* _SELECTED EXTRACT_:
-----

This settlement is a landmark for local government. After years of doffing their cap to Whitehall, councils throughout the country can now take charge of their destiny. That message has been in danger of being lost amidst the fog of deficit denial and doom-mongering. There are real reasons why people will soon see the benefit of this settlement as plain as day.
Change was inevitable, so let us not forget the mess we inherited and the size of our economic overdraft. In such circumstances, local government simply could not remain immune. It is one of the biggest players in the public sector, accounting for a quarter of public spending, and it has a budget twice as big as the defence budget and bigger than our budget for the NHS. This year it will spend £114 billion.
Councils clearly have a part to play in reducing the deficit. Opposition members should not kid themselves, residents or us about their position. They would not have done anything different. In fact, their party was planning to make spending cuts of £52 billion by 2014 to 2015, and given that they have opposed every single saving that the government have made, they still have £52 billion of cuts to outline. I hope that they will do so today.
Another point that members should consider, which is relevant to the question from the right hon. member for Birkenhead (Mr Field), is that this is a fair deal. It is fair to north and south. Manchester, Liverpool, Nottingham and Newcastle all have more spending power per dwelling than the national average. They are all at least £500 better off per household than, for instance, Wokingham in the south-east. The settlement is also fair to all councils, even those left facing a massive financial cliff edge, such as Great Yarmouth and Pendle. Thanks to the new efficiency support grant, the 7 authorities that face the biggest hit to their budgets - Burnley, Barrow-in-Furness, Bolsover, Hyndburn, Hastings, Great Yarmouth and Pendle - will be protected.

-----

* _RECORD LIST_:
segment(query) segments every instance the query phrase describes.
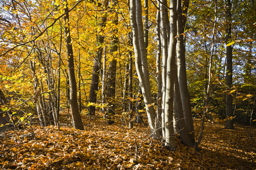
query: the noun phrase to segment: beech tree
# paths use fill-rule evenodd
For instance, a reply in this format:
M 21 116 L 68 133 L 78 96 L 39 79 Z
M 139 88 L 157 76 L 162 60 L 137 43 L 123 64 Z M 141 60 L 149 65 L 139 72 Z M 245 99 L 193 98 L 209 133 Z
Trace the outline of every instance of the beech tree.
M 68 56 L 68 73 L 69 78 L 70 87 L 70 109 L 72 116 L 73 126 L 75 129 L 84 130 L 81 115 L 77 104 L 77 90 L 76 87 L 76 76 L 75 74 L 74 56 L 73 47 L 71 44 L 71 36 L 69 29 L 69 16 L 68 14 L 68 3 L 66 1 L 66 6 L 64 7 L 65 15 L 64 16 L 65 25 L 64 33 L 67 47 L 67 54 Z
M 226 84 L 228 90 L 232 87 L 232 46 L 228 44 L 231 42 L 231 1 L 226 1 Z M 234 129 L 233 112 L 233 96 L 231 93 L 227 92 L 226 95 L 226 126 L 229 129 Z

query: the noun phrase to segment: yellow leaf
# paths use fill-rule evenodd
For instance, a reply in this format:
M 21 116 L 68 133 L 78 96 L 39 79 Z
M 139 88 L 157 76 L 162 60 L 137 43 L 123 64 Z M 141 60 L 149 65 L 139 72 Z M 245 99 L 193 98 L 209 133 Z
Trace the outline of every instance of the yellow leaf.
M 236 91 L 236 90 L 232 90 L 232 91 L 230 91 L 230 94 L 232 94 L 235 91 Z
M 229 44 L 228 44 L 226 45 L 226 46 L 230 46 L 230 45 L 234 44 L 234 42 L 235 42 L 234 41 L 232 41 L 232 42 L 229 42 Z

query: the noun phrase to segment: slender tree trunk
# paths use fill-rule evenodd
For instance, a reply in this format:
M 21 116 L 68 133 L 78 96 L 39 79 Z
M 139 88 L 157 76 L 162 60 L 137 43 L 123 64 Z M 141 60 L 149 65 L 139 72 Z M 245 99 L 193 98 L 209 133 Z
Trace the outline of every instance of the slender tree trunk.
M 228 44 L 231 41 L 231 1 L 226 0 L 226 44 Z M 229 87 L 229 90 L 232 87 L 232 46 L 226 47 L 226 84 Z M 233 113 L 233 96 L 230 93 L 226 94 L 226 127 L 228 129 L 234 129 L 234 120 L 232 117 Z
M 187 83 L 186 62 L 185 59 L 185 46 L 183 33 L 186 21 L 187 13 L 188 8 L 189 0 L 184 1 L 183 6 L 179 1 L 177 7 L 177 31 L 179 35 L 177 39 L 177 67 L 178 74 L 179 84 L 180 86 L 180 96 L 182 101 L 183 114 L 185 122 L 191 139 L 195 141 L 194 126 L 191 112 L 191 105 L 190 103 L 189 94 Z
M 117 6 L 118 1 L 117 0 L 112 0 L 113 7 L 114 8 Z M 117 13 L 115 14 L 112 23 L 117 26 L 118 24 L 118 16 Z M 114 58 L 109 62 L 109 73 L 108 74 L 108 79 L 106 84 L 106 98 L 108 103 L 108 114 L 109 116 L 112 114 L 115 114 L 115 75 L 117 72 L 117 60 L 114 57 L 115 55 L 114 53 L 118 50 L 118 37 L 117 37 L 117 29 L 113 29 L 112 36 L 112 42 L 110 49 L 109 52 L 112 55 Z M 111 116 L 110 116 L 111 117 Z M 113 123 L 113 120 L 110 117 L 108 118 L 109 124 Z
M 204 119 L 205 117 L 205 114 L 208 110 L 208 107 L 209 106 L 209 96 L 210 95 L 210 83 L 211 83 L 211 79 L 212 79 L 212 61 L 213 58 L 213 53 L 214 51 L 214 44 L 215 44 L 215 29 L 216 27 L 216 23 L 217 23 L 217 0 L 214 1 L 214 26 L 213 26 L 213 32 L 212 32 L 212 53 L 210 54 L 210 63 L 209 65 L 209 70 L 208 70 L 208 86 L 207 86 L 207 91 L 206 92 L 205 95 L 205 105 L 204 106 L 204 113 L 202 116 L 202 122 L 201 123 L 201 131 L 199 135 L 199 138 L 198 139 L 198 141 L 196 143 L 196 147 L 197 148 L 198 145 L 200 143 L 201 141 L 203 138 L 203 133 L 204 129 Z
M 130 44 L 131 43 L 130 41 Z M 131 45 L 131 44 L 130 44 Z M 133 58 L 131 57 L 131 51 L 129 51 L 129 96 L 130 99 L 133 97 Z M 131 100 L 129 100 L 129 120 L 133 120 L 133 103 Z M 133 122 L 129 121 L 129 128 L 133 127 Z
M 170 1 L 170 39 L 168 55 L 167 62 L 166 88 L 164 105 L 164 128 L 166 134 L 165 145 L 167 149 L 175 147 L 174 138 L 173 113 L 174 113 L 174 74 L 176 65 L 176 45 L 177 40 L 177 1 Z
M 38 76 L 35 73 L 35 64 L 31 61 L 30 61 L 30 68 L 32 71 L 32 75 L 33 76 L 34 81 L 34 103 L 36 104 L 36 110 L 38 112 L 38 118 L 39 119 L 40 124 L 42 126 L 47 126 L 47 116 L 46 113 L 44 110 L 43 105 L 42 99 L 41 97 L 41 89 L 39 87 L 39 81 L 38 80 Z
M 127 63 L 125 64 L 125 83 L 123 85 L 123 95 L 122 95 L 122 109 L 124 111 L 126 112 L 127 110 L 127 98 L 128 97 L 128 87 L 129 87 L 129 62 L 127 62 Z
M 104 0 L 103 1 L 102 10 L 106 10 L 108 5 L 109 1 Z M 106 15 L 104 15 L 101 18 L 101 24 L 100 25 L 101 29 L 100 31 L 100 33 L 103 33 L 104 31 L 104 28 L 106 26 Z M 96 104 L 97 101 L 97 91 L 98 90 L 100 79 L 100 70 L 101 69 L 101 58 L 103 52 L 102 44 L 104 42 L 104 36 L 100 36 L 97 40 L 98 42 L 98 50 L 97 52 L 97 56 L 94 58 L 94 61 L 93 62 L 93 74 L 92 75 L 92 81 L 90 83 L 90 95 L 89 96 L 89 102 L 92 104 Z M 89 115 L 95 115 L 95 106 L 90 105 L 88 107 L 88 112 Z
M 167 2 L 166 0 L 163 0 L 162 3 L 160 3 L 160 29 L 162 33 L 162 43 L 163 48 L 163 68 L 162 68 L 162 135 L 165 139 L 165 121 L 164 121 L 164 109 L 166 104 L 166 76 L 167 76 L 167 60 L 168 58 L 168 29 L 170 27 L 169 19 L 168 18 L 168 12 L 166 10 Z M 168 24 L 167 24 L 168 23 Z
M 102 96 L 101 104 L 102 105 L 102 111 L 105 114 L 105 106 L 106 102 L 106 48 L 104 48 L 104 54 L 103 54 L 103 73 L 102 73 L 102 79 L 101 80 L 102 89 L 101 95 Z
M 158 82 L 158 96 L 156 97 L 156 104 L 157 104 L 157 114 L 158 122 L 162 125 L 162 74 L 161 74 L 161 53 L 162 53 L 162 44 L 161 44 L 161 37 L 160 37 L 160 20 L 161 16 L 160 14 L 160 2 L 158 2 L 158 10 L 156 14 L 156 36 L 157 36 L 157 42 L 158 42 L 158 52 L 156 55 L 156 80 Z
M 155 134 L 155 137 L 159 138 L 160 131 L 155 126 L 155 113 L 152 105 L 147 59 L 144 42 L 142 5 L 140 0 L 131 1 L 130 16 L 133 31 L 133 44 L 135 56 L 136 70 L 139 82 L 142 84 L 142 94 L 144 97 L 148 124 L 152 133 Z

-----

* _REQUIRED ACTIONS_:
A. In the speech on the local government settlement, how much will local government spend this year?
B. Give again the part of the speech on the local government settlement that opens with the words "Change was inevitable, so" and closes with "do so today.", switching "economic overdraft" to "financial overdraft".

* _TASK-BY-TASK SOLUTIONS_:
A. £114 billion.

B.
Change was inevitable, so let us not forget the mess we inherited and the size of our financial overdraft. In such circumstances, local government simply could not remain immune. It is one of the biggest players in the public sector, accounting for a quarter of public spending, and it has a budget twice as big as the defence budget and bigger than our budget for the NHS. This year it will spend £114 billion.
Councils clearly have a part to play in reducing the deficit. Opposition members should not kid themselves, residents or us about their position. They would not have done anything different. In fact, their party was planning to make spending cuts of £52 billion by 2014 to 2015, and given that they have opposed every single saving that the government have made, they still have £52 billion of cuts to outline. I hope that they will do so today.